- **TASK TO CARRY OUT**
Match the word "that". Return each line of the data below where it appears.

Saved entries:
[Start of Attachment]

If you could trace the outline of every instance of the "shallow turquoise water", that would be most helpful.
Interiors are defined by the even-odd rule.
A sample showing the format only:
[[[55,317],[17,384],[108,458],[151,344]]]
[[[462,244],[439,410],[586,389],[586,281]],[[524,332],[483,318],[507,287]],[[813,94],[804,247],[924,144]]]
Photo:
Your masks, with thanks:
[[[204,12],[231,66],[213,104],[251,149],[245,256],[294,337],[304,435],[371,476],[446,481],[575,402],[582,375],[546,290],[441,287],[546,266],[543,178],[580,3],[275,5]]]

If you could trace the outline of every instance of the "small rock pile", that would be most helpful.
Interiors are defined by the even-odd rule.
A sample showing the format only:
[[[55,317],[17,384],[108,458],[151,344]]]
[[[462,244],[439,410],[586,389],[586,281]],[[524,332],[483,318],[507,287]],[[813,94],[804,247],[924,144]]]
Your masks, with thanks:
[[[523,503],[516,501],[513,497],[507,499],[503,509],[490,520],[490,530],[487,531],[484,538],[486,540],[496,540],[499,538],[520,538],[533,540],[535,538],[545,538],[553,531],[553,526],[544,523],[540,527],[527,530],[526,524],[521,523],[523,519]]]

[End of Attachment]
[Start of Attachment]

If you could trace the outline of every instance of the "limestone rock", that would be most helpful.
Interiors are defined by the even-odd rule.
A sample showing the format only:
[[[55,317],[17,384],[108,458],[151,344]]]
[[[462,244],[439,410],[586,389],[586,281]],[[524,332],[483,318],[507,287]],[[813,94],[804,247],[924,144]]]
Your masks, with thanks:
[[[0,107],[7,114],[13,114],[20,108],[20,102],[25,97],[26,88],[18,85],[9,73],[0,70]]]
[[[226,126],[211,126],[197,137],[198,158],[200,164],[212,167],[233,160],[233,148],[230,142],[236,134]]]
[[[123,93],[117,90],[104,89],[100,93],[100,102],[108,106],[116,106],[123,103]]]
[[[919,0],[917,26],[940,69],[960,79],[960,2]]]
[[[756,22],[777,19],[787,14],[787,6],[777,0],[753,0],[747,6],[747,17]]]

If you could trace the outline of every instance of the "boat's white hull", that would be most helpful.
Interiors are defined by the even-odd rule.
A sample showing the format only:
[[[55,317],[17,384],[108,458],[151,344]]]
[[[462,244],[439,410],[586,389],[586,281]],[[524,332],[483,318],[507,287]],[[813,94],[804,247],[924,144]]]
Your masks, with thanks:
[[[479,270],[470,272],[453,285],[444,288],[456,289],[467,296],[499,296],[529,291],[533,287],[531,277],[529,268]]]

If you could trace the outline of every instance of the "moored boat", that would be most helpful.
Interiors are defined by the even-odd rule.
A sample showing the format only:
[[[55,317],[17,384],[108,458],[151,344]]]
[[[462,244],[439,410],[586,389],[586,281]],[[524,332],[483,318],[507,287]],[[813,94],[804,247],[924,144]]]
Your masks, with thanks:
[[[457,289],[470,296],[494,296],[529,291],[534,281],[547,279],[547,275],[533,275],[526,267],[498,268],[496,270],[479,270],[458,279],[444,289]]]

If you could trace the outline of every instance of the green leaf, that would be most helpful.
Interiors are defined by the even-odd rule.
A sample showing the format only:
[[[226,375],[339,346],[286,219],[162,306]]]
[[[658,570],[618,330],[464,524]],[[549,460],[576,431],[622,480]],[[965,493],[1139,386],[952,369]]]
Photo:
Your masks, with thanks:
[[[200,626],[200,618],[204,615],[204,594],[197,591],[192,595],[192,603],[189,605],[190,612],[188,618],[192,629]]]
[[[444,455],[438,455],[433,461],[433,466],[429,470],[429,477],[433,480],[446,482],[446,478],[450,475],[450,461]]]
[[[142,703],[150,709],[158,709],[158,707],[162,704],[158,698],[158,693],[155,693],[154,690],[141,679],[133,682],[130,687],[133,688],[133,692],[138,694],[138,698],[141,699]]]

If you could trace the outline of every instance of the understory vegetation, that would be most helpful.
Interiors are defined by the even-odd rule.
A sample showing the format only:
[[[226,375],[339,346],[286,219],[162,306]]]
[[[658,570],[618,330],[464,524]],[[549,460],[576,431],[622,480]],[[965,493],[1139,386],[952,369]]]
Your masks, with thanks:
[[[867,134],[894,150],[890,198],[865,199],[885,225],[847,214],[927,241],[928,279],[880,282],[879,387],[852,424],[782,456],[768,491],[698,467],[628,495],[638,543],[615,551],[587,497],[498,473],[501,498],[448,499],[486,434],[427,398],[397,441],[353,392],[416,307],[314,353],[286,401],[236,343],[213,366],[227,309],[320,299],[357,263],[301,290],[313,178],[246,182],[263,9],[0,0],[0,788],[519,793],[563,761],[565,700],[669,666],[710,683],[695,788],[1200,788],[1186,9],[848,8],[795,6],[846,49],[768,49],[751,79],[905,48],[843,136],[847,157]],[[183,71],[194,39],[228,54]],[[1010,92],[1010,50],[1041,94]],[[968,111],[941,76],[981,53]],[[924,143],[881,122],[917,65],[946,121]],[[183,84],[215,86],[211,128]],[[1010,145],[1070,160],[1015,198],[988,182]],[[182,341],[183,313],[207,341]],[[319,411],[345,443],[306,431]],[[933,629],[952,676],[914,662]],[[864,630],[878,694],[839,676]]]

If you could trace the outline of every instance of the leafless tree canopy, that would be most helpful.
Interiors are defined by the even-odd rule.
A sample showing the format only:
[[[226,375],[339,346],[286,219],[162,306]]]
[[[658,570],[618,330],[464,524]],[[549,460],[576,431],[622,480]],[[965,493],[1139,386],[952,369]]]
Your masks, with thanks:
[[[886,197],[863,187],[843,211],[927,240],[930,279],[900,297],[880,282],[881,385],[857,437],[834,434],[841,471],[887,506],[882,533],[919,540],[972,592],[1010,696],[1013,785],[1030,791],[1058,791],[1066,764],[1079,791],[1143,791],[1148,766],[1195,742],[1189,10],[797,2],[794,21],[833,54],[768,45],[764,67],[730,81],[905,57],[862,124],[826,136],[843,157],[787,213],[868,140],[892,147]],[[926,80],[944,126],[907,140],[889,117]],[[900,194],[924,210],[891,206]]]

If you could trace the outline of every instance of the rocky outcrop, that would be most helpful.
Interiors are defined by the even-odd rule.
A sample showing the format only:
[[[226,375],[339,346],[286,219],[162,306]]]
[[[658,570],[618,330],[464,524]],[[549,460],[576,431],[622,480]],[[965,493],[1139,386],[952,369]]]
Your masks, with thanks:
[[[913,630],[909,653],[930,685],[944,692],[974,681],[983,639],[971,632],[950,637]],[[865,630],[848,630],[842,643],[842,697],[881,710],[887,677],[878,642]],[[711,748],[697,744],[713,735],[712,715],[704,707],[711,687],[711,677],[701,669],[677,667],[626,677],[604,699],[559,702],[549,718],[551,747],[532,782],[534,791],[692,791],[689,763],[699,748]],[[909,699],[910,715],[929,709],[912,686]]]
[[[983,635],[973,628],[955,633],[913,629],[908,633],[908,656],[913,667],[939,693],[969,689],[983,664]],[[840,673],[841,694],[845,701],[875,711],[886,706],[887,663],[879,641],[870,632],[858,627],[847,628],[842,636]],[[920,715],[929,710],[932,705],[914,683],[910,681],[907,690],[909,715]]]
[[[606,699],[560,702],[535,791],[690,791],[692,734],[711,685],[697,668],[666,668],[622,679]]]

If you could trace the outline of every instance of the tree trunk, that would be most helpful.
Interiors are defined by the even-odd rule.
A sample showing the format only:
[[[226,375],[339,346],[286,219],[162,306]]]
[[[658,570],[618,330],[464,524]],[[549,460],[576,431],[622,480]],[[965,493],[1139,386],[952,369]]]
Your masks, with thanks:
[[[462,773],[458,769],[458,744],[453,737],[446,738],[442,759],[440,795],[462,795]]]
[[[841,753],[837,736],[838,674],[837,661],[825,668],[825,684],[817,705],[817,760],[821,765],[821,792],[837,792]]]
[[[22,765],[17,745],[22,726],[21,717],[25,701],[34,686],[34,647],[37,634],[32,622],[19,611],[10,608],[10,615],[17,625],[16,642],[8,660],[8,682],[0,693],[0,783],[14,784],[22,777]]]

[End of Attachment]

- **ANSWER TO THIS PROBLEM**
If you could trace the outline of every instance of the "shallow turquoise water", that would be most helpful.
If you could trace the outline of every instance of the "small rock pile", that would be most helpful.
If you could trace the outline of every instance of the "limestone rock", that would be most helpful.
If you could trace the outline of every instance of the "boat's white hull", that would be most helpful.
If you could trace the outline of every instance of the "moored boat", that would be most helpful.
If you could trace the outline of every instance of the green leaf, that would be most helpful.
If you could trace the outline of every instance of the understory vegetation, that would be most helpful.
If you could trace the outline of every instance of the leafless tree canopy, that would be most helpful.
If you could trace the outline of every instance of the rocky outcrop, that would be most helpful.
If you could trace the outline of every instance of the tree trunk, that would be most helpful.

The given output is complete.